(Records from a point-labeling set)
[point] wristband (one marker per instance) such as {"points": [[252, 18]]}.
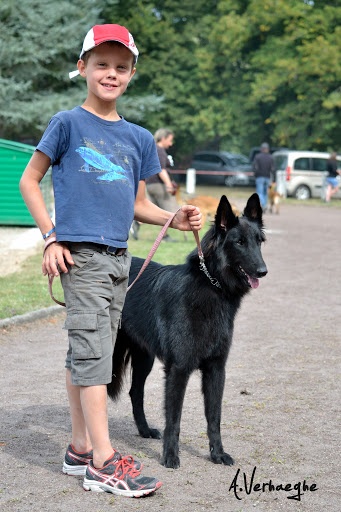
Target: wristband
{"points": [[53, 230], [49, 242]]}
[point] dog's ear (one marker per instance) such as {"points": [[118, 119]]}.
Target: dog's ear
{"points": [[253, 209], [225, 218]]}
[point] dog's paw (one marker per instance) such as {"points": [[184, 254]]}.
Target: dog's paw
{"points": [[170, 461], [222, 458]]}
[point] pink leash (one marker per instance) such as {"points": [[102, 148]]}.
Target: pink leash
{"points": [[147, 260]]}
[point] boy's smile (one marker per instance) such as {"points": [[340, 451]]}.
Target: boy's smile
{"points": [[108, 71]]}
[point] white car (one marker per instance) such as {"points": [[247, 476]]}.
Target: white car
{"points": [[302, 173]]}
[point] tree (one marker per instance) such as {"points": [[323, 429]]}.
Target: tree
{"points": [[40, 43]]}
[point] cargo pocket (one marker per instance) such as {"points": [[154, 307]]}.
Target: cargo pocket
{"points": [[84, 335]]}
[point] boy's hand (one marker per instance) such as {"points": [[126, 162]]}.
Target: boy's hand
{"points": [[187, 218], [55, 256]]}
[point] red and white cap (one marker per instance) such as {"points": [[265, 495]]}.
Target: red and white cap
{"points": [[99, 34]]}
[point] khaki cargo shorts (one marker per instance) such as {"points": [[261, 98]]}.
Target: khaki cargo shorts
{"points": [[94, 291]]}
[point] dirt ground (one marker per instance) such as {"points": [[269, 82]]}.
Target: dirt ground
{"points": [[281, 410]]}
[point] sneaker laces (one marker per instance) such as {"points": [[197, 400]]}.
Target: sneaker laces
{"points": [[125, 466]]}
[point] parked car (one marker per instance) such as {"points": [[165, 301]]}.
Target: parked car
{"points": [[222, 168], [304, 173], [254, 151]]}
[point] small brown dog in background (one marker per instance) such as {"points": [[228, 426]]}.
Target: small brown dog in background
{"points": [[274, 198]]}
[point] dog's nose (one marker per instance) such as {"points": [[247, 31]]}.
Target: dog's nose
{"points": [[261, 272]]}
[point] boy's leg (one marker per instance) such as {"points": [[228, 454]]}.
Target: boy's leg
{"points": [[94, 406], [80, 437]]}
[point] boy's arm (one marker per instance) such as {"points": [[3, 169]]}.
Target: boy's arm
{"points": [[186, 219], [31, 192], [55, 254]]}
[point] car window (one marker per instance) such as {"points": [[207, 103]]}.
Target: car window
{"points": [[319, 164], [302, 164], [239, 160], [281, 162], [213, 159]]}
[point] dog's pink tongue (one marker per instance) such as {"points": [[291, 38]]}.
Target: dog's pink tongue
{"points": [[254, 282]]}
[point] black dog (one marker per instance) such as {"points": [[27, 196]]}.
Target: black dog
{"points": [[184, 315]]}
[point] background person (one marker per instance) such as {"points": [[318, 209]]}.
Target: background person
{"points": [[264, 168], [332, 178], [160, 188]]}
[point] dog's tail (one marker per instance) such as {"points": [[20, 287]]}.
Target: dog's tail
{"points": [[121, 359]]}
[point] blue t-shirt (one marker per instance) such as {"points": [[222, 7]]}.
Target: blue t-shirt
{"points": [[96, 169]]}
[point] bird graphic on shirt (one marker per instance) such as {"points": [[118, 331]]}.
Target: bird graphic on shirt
{"points": [[102, 163]]}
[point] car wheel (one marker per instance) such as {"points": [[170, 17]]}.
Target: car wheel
{"points": [[229, 181], [302, 193]]}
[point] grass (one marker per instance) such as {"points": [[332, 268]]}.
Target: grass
{"points": [[27, 289]]}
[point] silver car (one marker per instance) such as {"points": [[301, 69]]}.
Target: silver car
{"points": [[302, 174]]}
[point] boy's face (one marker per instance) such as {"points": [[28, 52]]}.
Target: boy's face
{"points": [[108, 71]]}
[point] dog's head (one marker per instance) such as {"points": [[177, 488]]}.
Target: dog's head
{"points": [[233, 246]]}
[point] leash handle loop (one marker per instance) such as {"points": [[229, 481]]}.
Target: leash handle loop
{"points": [[147, 260], [153, 249]]}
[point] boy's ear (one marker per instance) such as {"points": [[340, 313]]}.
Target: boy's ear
{"points": [[133, 71], [81, 67]]}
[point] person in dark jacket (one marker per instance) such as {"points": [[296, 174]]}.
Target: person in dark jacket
{"points": [[264, 168], [333, 169]]}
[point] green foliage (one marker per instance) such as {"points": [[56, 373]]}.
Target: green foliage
{"points": [[222, 73]]}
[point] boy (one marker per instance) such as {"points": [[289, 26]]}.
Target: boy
{"points": [[100, 163]]}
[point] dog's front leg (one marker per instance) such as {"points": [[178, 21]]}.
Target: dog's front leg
{"points": [[176, 382], [213, 380]]}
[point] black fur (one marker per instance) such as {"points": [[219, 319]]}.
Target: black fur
{"points": [[175, 313]]}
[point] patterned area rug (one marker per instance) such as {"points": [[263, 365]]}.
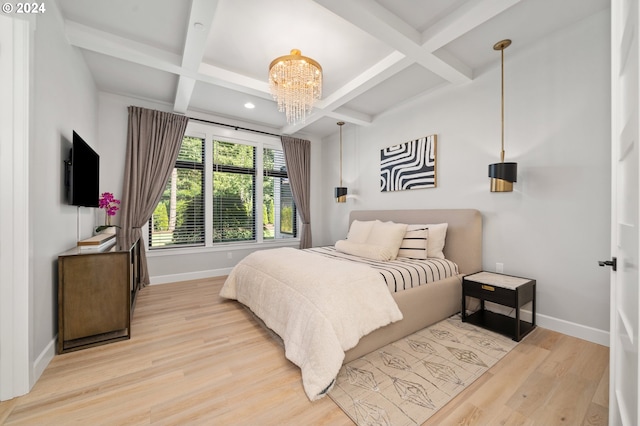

> TO BE DONE:
Please reproduce the lines from the one containing "[point] boy's ear" through the last line, leaving the pictures out.

> IN RESPONSE:
[point] boy's ear (one marker per instance) such as {"points": [[340, 313]]}.
Target: boy's ear
{"points": [[133, 71], [81, 67]]}
[point] person in dark jacket (one marker per instance) such as {"points": [[296, 174]]}.
Target: person in dark jacket
{"points": [[264, 168], [333, 169]]}
[point] green foliage (one marker per instance) such as {"points": [[56, 373]]}.
Target: green foliage
{"points": [[222, 73]]}
[point] boy (one marker per instance) such as {"points": [[289, 26]]}.
Target: boy
{"points": [[100, 163]]}
[point] dog's front leg (one marker per instance) such as {"points": [[178, 21]]}.
Target: dog's front leg
{"points": [[176, 382], [213, 380]]}
[point] black fur (one marker per instance) such as {"points": [[219, 319]]}.
Target: black fur
{"points": [[175, 313]]}
[point] patterned area rug (one marker per instance) such as {"points": [[263, 365]]}.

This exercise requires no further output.